Items listed in a dataset
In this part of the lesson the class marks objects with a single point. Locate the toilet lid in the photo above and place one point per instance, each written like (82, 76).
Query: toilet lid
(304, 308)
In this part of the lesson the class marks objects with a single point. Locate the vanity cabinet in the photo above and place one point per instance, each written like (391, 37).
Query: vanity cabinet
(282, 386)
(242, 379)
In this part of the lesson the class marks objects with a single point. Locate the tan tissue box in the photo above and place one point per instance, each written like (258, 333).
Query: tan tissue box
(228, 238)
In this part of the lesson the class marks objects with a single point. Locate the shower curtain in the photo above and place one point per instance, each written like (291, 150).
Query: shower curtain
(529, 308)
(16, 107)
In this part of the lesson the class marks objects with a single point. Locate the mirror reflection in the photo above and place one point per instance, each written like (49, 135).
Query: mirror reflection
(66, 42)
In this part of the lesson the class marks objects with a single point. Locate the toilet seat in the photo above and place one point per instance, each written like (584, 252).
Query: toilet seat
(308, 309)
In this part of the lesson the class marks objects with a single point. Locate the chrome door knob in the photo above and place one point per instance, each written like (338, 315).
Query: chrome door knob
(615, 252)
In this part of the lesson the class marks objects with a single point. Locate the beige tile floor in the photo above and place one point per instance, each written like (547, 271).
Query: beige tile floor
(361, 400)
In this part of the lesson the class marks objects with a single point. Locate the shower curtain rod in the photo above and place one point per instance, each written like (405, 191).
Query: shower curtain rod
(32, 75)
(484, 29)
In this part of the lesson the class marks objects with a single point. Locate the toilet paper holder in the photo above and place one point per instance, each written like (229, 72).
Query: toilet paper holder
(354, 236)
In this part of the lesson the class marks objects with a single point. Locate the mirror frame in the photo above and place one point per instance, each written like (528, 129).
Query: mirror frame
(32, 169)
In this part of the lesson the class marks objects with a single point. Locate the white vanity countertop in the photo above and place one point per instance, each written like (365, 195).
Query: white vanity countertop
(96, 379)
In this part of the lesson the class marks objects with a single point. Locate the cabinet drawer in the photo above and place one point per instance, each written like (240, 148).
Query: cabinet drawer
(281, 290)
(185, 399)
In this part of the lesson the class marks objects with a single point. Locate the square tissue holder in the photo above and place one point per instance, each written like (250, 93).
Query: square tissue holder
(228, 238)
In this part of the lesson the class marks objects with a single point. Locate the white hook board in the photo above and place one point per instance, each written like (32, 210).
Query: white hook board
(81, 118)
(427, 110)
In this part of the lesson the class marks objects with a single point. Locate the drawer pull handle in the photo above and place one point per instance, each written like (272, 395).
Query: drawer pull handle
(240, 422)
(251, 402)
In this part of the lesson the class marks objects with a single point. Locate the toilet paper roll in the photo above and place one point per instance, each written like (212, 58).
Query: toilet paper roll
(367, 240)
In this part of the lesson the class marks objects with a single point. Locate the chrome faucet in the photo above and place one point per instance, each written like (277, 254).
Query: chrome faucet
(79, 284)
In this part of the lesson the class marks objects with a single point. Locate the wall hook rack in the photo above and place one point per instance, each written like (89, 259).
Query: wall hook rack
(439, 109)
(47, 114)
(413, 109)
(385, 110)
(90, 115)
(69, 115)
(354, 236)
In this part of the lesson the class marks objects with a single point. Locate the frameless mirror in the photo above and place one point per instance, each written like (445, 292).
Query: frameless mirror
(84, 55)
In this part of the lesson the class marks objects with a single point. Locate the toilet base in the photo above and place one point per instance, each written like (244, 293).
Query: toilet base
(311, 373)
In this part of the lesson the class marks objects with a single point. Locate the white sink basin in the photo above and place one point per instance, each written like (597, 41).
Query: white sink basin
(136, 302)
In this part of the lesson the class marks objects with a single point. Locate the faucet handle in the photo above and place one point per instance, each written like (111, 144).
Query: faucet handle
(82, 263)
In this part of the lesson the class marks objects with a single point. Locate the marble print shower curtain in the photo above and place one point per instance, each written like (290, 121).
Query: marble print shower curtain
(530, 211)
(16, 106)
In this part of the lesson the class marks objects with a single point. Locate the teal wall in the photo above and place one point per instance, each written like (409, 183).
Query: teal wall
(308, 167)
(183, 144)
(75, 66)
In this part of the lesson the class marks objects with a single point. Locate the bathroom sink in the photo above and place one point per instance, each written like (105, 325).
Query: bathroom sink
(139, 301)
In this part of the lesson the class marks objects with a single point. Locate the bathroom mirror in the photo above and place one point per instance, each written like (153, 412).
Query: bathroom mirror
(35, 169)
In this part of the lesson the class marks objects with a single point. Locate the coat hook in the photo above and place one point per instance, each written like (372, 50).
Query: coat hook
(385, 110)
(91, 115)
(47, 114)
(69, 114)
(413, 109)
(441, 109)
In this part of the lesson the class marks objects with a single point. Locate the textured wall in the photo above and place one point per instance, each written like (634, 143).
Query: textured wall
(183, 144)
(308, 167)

### BRIEF:
Reproduce the data shown above exactly.

### SOLVED PROBLEM:
In this part of the lesson the class marks objects with a single point. Locate the toilet lid in the photo above and place one point per instance, each written like (82, 76).
Query: toilet lid
(304, 308)
In this part of the lesson the class marks objects with a single point. Locate the vanity cabinet in the photo above and place one point per instance, each written like (391, 37).
Query: vanity cabinet
(282, 386)
(242, 379)
In this part of the lesson the class marks objects with a single point. Locate the tan tissue box in the photo above and place one point per instance, each written like (258, 333).
Query: tan tissue box
(228, 238)
In this part of the lesson the class marks objects with a single point. Locate the shower curtain in the photo above and place one point per instance, each written like (291, 150).
Query: shower curtain
(529, 308)
(16, 107)
In this part of the lesson the class marks objects with a single point. Locate the mirror reflection in the photo above and place one point per instance, each written like (49, 135).
Query: mirror reflection
(66, 42)
In this part of the lesson the class marks objects with a single point. Locate the toilet seat in the photo above and place one point per instance, each written like (584, 252).
Query: toilet seat
(308, 309)
In this part of the lesson the class marks objects with a single point. Locate the chrome door knob in the photo above and place one point per instance, each written like (338, 315).
Query: chrome door knob
(615, 252)
In this part of the lesson the class marks objects with a single point. Locate the beige tile floor in the photo above and place one point per instance, each written like (547, 271).
Query: beige tile floor
(361, 400)
In this part of the lesson the class marks objects with a single point. Locate the shower curtain rod in the photo above and place one point per instance, each written like (405, 191).
Query: shower curtain rod
(32, 75)
(484, 29)
In this part of the lesson the class marks objects with a single point. Locate the toilet paper holder in the photo above and place one point per instance, each written like (229, 72).
Query: toilet paper holder
(354, 236)
In this part of the lesson the class marks objects with a single point. Locate the mirror frame in the photo above and place one point per instance, each written like (528, 129).
Query: mirror frame
(32, 169)
In this part of the lesson the class marks objects with a single point. Locate the white vanity countertop in the photo above and place one point per instance, each written like (365, 195).
Query: white vanity countertop
(96, 379)
In this part of the lesson the class marks objects with a single point. Locate the cabinet drawer in the photo above and place one point per instance, each written like (240, 148).
Query: cabinet drawer
(281, 290)
(185, 399)
In this part of the lesson the class marks objects with a single point. Locate the square tissue holder in the photo above and place one point per instance, each written like (250, 93).
Query: square tissue holder
(228, 238)
In this part of the lesson the class marks objects with a single point. Locate the white hook board in the photo above and place one point per instance, each written like (32, 210).
Query: white hook board
(81, 118)
(427, 110)
In this part of the lesson the class marks objects with a single point. Locate the drawer pull handle in the photo above and place one point per instance, each written like (272, 395).
Query: drawer pull handle
(240, 422)
(251, 402)
In this part of the lesson the class marks objects with a single point. Locate the toilet paper roll in the photo above and place one point per instance, each written like (212, 58).
Query: toilet paper roll
(367, 240)
In this part of the lesson the class marks objects with a single point. Locate the chrome faucet in the photo above and place one point per instance, each written like (277, 254).
Query: chrome faucet
(79, 284)
In this part of the lesson the class marks objects with a single point. Locate the wall hook rack in the photo above and place one point per instance, each written like (89, 259).
Query: wall hook rack
(439, 109)
(47, 114)
(413, 109)
(385, 110)
(90, 115)
(69, 115)
(354, 236)
In this part of the lesson the class marks objects with a single point. Locate the frameless mirror in the photo above and place one point per instance, each written like (445, 292).
Query: frameless mirror
(84, 55)
In this part of the lesson the class marks objects with a single point. Locate the toilet base in the photo above and place one point per instance, each written like (244, 293).
Query: toilet base
(311, 373)
In this part of the lesson the class marks objects with a single point. Locate the white sink basin in the photo above and place one point per instance, each written like (597, 41).
Query: white sink basin
(136, 302)
In this part of the lesson the class marks objects with a single point. Locate the faucet handle in the photo above and place one point per instance, each written like (111, 144).
Query: faucet handle
(82, 263)
In this part of the lesson the class marks objects with a single point. Locate the marble print shower curtain in the photo above and place one point per instance, each written like (290, 121).
Query: marble print shower curtain
(530, 211)
(16, 106)
In this part of the lesson the class marks objects with a single point. Locate the teal wall in the photo above and place one point per instance, each written like (409, 183).
Query: teal wall
(308, 167)
(183, 144)
(75, 66)
In this part of the lesson the class marks objects with a single point. Locate the bathroom sink in the photo above and place one point per instance, each written like (105, 325).
Query: bathroom sink
(139, 301)
In this part of the lesson the class marks objects with a single point. Locate the bathroom mirror in the photo above and place one point per instance, each written like (153, 412).
Query: bathroom mirror
(35, 169)
In this part of the lesson the class marks objects with a single point. Locate the coat hook in the photo above and place one point per instance, each written like (372, 50).
Query: coat hook
(385, 110)
(91, 115)
(47, 114)
(69, 114)
(413, 109)
(441, 109)
In this part of the lesson the class marks objects with a single point. Locate the textured wall in the photo above and place one point per instance, each written like (634, 143).
Query: textured wall
(183, 144)
(308, 167)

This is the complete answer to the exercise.